The whole listing needs to be returned exactly as it appears.

┌────────

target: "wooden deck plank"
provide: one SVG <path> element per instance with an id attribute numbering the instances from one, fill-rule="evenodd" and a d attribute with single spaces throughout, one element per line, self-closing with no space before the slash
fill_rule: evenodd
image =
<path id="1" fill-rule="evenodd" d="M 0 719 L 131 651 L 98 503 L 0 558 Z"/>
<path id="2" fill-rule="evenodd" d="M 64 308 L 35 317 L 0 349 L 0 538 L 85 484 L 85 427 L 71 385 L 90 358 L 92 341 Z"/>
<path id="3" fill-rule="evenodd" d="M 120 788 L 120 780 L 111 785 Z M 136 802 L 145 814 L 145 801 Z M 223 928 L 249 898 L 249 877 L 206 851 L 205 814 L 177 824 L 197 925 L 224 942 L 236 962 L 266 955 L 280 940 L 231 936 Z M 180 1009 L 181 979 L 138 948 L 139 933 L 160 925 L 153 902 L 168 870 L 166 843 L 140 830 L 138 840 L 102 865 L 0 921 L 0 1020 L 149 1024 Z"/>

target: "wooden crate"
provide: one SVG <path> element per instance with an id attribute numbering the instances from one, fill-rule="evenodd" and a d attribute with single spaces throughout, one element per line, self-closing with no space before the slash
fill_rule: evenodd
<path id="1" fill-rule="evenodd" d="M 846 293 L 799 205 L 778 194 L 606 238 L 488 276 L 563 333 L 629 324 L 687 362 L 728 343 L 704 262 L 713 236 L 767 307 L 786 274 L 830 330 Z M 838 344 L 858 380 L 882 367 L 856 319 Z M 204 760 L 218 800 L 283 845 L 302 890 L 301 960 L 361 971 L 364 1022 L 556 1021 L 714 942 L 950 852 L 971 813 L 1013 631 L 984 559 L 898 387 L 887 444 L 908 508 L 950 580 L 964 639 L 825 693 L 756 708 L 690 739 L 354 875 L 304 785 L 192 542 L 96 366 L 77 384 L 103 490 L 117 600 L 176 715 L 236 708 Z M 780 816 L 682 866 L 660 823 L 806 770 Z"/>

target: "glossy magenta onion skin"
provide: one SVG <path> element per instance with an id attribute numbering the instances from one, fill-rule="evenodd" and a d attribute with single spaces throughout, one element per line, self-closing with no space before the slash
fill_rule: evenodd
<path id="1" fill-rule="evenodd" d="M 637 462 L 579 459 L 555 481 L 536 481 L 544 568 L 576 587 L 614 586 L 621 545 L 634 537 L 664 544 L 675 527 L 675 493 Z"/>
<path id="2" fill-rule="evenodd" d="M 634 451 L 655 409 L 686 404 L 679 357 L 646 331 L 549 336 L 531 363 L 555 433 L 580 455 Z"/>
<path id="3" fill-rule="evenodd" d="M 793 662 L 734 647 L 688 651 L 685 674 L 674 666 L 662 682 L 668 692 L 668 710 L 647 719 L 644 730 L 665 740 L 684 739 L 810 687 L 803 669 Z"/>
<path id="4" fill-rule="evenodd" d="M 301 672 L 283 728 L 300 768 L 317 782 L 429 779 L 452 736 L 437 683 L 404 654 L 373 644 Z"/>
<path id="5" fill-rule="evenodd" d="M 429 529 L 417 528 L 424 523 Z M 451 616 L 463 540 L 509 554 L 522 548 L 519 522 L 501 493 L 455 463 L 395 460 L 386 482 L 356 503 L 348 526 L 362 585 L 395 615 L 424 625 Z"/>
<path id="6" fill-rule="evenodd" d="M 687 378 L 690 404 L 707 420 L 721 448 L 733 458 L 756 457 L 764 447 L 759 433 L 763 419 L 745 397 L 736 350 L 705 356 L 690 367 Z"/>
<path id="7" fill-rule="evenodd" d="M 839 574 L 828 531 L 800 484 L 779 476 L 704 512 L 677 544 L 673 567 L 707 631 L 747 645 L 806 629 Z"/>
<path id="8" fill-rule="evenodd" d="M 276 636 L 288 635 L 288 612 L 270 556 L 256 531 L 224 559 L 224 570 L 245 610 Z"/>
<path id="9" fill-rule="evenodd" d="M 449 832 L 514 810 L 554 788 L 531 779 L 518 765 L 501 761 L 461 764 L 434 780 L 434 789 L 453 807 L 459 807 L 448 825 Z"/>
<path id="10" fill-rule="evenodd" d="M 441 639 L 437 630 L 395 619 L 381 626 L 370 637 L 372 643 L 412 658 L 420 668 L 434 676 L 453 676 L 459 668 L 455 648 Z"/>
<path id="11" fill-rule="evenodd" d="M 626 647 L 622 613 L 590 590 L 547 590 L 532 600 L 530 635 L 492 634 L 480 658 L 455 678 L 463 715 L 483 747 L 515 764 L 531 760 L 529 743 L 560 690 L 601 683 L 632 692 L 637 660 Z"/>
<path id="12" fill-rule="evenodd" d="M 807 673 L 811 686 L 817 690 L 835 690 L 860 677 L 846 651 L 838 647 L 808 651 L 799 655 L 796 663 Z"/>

└────────

_TASK OUTPUT_:
target: "wooden deck plank"
provide: one SVG <path> element per instance with an id attribute numbering the instances from one, fill-rule="evenodd" and a d attribute with single spaces throughout, one element per line, self-closing with no space before the slash
fill_rule: evenodd
image =
<path id="1" fill-rule="evenodd" d="M 0 719 L 131 651 L 98 503 L 0 558 Z"/>
<path id="2" fill-rule="evenodd" d="M 64 308 L 35 317 L 0 349 L 0 538 L 85 484 L 85 427 L 71 385 L 90 358 L 92 341 Z"/>
<path id="3" fill-rule="evenodd" d="M 120 788 L 120 780 L 111 785 Z M 136 802 L 145 814 L 145 801 Z M 223 928 L 249 898 L 249 877 L 206 851 L 205 814 L 177 824 L 197 925 L 224 942 L 236 962 L 266 955 L 280 940 L 231 936 Z M 180 1009 L 181 979 L 138 948 L 139 933 L 160 925 L 153 902 L 168 870 L 166 843 L 140 830 L 138 840 L 102 865 L 0 921 L 0 1020 L 149 1024 Z"/>

target: "wooden crate"
provide: one SVG <path> element per instance with an id attribute numbering the instances from one, fill-rule="evenodd" and a d attribute with single spaces throughout, one element per line, self-closing with no space before the slash
fill_rule: evenodd
<path id="1" fill-rule="evenodd" d="M 846 293 L 799 205 L 778 194 L 606 238 L 488 276 L 563 333 L 629 324 L 687 362 L 728 343 L 704 262 L 713 236 L 767 307 L 786 274 L 830 330 Z M 838 344 L 858 380 L 882 367 L 856 319 Z M 204 760 L 218 800 L 283 845 L 302 890 L 301 960 L 361 971 L 364 1022 L 556 1021 L 714 942 L 950 852 L 971 813 L 1013 631 L 984 559 L 898 387 L 887 444 L 908 508 L 950 580 L 964 639 L 825 693 L 756 708 L 690 739 L 354 875 L 304 785 L 192 542 L 96 366 L 77 384 L 103 490 L 117 600 L 176 715 L 236 708 Z M 780 816 L 682 866 L 660 823 L 806 770 Z"/>

target: "glossy magenta onion skin"
provide: one SVG <path> element per instance with an id attribute numbering the instances from one, fill-rule="evenodd" and a d attribute with single spaces throughout, one element per line, self-closing with no space before the slash
fill_rule: evenodd
<path id="1" fill-rule="evenodd" d="M 637 462 L 579 459 L 555 481 L 536 481 L 544 568 L 576 587 L 614 586 L 621 545 L 634 537 L 664 544 L 675 527 L 675 493 Z"/>
<path id="2" fill-rule="evenodd" d="M 634 451 L 655 409 L 686 404 L 679 357 L 646 331 L 549 336 L 531 363 L 555 433 L 580 455 Z"/>
<path id="3" fill-rule="evenodd" d="M 793 662 L 734 647 L 688 651 L 685 674 L 674 666 L 662 682 L 668 692 L 668 710 L 647 719 L 644 730 L 665 740 L 684 739 L 810 687 L 803 669 Z"/>
<path id="4" fill-rule="evenodd" d="M 301 672 L 283 728 L 300 768 L 317 782 L 429 779 L 452 736 L 437 683 L 404 654 L 373 644 Z"/>
<path id="5" fill-rule="evenodd" d="M 429 529 L 417 528 L 424 523 Z M 451 616 L 463 540 L 509 554 L 522 548 L 519 522 L 501 493 L 455 463 L 395 460 L 386 482 L 356 503 L 348 526 L 362 585 L 395 615 L 424 625 Z"/>
<path id="6" fill-rule="evenodd" d="M 687 378 L 690 404 L 707 420 L 721 448 L 733 458 L 756 457 L 764 447 L 759 433 L 763 419 L 745 397 L 736 350 L 705 356 L 690 367 Z"/>
<path id="7" fill-rule="evenodd" d="M 839 574 L 828 531 L 800 484 L 779 476 L 704 512 L 677 544 L 673 567 L 707 631 L 747 645 L 806 629 Z"/>
<path id="8" fill-rule="evenodd" d="M 276 636 L 288 635 L 288 612 L 270 556 L 256 531 L 224 559 L 224 570 L 245 610 Z"/>
<path id="9" fill-rule="evenodd" d="M 449 832 L 514 810 L 554 788 L 531 779 L 518 765 L 501 761 L 461 764 L 434 780 L 434 789 L 453 807 L 459 807 L 448 825 Z"/>
<path id="10" fill-rule="evenodd" d="M 441 639 L 437 630 L 395 619 L 381 626 L 370 637 L 372 643 L 412 658 L 420 668 L 434 676 L 453 676 L 459 668 L 455 648 Z"/>
<path id="11" fill-rule="evenodd" d="M 626 647 L 622 613 L 590 590 L 547 590 L 532 600 L 530 635 L 492 634 L 480 658 L 455 678 L 463 715 L 483 747 L 515 764 L 531 760 L 529 743 L 560 690 L 601 683 L 632 692 L 637 660 Z"/>
<path id="12" fill-rule="evenodd" d="M 807 673 L 811 686 L 817 690 L 835 690 L 860 677 L 846 651 L 838 647 L 808 651 L 799 655 L 796 663 Z"/>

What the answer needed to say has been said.